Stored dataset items
Segment Open

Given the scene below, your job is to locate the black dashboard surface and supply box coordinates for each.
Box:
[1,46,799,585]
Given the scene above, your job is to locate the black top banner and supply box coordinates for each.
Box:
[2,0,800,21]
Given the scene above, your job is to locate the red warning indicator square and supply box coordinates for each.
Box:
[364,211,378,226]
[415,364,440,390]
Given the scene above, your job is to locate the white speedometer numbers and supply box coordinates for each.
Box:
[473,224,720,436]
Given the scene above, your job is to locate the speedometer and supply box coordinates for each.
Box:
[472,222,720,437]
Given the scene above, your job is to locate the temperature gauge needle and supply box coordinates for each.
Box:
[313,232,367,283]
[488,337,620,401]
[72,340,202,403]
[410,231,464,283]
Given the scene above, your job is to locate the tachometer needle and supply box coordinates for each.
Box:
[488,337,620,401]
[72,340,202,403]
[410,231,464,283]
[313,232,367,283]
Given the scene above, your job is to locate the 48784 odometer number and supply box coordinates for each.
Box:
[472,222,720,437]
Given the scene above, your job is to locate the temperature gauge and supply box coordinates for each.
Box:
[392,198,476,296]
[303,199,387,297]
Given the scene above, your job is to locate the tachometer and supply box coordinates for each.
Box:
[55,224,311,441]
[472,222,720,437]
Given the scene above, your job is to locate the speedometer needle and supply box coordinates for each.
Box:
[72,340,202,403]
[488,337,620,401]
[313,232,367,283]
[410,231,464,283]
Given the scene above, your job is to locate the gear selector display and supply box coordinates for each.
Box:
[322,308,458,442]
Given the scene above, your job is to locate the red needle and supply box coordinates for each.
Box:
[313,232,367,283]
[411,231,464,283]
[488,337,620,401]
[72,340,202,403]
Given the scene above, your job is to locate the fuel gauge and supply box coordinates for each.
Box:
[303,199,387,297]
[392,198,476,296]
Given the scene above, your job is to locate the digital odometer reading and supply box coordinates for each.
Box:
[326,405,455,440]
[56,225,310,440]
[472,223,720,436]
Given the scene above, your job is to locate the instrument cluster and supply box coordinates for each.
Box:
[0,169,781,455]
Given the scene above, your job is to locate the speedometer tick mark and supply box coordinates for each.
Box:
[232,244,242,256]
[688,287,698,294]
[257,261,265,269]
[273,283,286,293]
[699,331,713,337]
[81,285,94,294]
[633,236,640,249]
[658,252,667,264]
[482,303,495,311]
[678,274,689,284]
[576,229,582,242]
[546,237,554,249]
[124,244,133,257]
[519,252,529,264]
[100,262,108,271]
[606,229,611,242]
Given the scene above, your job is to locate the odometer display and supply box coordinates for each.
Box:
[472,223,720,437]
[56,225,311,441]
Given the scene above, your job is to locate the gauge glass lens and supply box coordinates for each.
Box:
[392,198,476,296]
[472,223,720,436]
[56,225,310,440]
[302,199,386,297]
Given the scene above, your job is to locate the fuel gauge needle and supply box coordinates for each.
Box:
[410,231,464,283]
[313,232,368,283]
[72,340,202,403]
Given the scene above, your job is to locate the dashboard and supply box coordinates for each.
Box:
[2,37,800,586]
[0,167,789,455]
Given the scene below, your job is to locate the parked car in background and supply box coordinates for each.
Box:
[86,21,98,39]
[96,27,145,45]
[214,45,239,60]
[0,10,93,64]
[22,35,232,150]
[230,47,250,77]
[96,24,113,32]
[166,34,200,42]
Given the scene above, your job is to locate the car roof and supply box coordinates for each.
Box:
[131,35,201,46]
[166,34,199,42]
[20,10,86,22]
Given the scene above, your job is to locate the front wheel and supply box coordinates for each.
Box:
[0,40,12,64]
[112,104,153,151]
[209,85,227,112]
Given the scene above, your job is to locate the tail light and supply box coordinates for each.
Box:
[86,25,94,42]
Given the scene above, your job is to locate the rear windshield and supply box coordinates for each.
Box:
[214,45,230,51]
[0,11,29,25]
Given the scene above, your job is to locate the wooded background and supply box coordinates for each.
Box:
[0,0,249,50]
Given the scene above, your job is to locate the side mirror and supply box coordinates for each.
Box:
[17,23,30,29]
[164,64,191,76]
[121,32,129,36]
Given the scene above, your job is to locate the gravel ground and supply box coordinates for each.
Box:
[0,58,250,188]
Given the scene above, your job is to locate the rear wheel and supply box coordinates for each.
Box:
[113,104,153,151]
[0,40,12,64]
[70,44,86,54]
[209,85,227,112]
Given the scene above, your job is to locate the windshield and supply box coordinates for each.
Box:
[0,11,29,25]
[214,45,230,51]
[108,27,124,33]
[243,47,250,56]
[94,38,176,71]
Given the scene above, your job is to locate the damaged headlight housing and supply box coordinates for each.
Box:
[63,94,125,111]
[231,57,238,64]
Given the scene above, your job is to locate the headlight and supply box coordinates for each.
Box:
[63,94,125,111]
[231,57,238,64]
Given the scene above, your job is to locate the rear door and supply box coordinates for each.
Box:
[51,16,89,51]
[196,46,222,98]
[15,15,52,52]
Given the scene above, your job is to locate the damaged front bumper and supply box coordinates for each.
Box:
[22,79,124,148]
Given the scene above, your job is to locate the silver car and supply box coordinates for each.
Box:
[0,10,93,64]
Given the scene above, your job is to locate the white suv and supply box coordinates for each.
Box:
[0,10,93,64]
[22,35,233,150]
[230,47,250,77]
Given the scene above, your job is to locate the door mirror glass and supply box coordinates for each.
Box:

Segment Closed

Task objective: Go through the entries above and write each one out exactly.

Solved problem:
Given the scene below, your job is to locate the black dashboard surface and supply box coordinates for each.
Box:
[1,46,799,585]
Given the scene above, your job is to locate the black top banner and supply box coordinates for each.
Box:
[2,0,800,21]
Given the scene above, your job is to locate the red warning indicator square and supply box coordinates for each.
Box:
[364,211,378,226]
[415,364,440,390]
Given the scene above, your job is to locate the white speedometer numbers and supply box coordinates for each.
Box:
[473,224,720,436]
Given the scene above, your job is to locate the speedometer and supply box coordinates for each.
Box:
[472,222,720,437]
Given the scene above, your job is to locate the temperature gauge needle and supply box coordinates for each.
Box:
[313,232,367,283]
[488,337,620,401]
[72,340,202,403]
[410,231,464,283]
Given the scene above, your job is to locate the tachometer needle and supply box coordinates for each.
Box:
[488,337,620,401]
[72,340,202,403]
[410,231,464,283]
[313,232,367,283]
Given the scene above, your job is to locate the 48784 odometer number and supply box coordinates for each.
Box:
[472,222,720,437]
Given the scene above, your job is to locate the temperature gauge and supply box coordinates for each.
Box:
[392,198,476,296]
[303,199,387,297]
Given the scene above, your job is to locate the tachometer and supply box coordinates for each.
Box:
[55,224,311,441]
[472,222,720,437]
Given the scene above, your job is to locate the speedometer needle and supply box coordinates for each.
Box:
[72,340,202,403]
[488,337,620,401]
[313,232,367,283]
[410,231,464,283]
Given the scene above, your job is to locate the gear selector display and supply box coordinates for each.
Box:
[322,308,458,442]
Given the scene above, your job is to locate the red needle and supply box coordinates for each.
Box:
[313,232,367,283]
[411,231,464,283]
[488,337,620,401]
[72,340,202,403]
Given the scene above, your job is to locate the fuel gauge and supply box coordinates for each.
Box:
[303,199,387,297]
[392,198,476,296]
Given the scene above, your job is to locate the digital odometer reading and supply box coordinates for each.
Box:
[326,405,455,440]
[56,225,310,440]
[472,223,720,436]
Given the scene above, your job is to locate the instrument cluster and supply box coordinates for each.
Box:
[0,169,781,455]
Given the scene above, your job is to locate the speedometer tick mark and supply box coordinates for each.
Box:
[232,244,242,256]
[688,287,698,294]
[257,261,265,269]
[273,283,286,293]
[699,331,713,337]
[81,285,94,294]
[633,236,640,249]
[658,252,667,264]
[482,303,495,311]
[678,274,689,284]
[576,229,582,242]
[546,237,554,249]
[124,244,133,257]
[519,252,529,264]
[100,262,108,271]
[606,229,611,242]
Given the scene above, your job is to locate the odometer display and supply box coordinates for each.
Box:
[472,223,720,437]
[56,225,311,441]
Given the scene above, your job is to locate the gauge glass lens and supply box coordinates for each.
Box:
[392,198,476,296]
[472,223,720,436]
[56,225,310,440]
[302,199,386,297]
Given the scene above, your job is to locate the fuel gauge needle and supply box coordinates for each.
Box:
[410,231,464,283]
[313,232,368,283]
[72,340,202,403]
Given the scene above, your job is to locate the dashboard and supply box coordinates for each.
Box:
[2,37,800,586]
[0,167,789,455]
Given the scene below, your job is to locate the parked car in background and supply box coordinates for each.
Box:
[86,21,98,39]
[96,27,145,45]
[214,45,239,60]
[0,10,93,64]
[22,35,232,150]
[230,47,250,77]
[96,24,113,32]
[166,34,200,42]
Given the scene above, your job is to locate the car roof and supply box coordinates for each.
Box:
[131,35,201,46]
[166,34,199,42]
[20,10,86,22]
Given the scene above, your job is to locate the front wheel and supply box coordinates for each.
Box:
[0,40,12,64]
[112,104,153,151]
[209,85,227,112]
Given the scene above, your job is to locate the tail light and supply box coordinates for each.
Box:
[86,25,94,42]
Given the scene above, your job is to locate the rear windshield and supply box coordinates for each.
Box:
[214,45,230,51]
[0,11,29,25]
Given the scene above, your job is to locate the wooded background and supply box coordinates for each.
Box:
[0,0,249,50]
Given the scene above, your job is to locate the side mirror and supply box coordinates for each.
Box:
[17,23,30,29]
[164,64,191,76]
[121,32,129,36]
Given the scene above, your job is to locate the gravel ground and supply box coordinates for each.
Box:
[0,58,250,188]
Given the scene above, your job is to locate the rear wheel and supply box coordinates for each.
Box:
[113,104,153,151]
[0,40,12,64]
[70,44,86,54]
[209,85,227,112]
Given the scene above, your job is to locate the windshield and supply box coordinates for each.
Box:
[0,11,29,25]
[214,45,230,51]
[108,27,124,33]
[243,47,250,56]
[94,38,176,71]
Given the scene above, your job is to locate the damaged headlight housing and supply box coordinates for each.
Box:
[63,94,125,111]
[231,57,238,64]
Given the scene above, your job is to locate the headlight and supply box coordinates for each.
Box:
[63,94,125,111]
[231,57,238,64]
Given the scene above, your job is to locate the rear door and supply box coordinates for each.
Box:
[51,16,89,51]
[196,46,222,98]
[15,15,52,52]
Given the scene above, your job is to locate the damaged front bumper and supply box coordinates for each.
Box:
[22,79,124,148]
Given the scene above, your job is to locate the silver car and supply box coordinates for each.
Box:
[0,10,93,64]
Given the scene above, your job is to locate the white suv and supply box coordinates for each.
Box:
[0,10,93,64]
[22,35,233,150]
[230,47,250,77]
Given the scene above, your job is to locate the door mirror glass and supply box coordinates for each.
Box:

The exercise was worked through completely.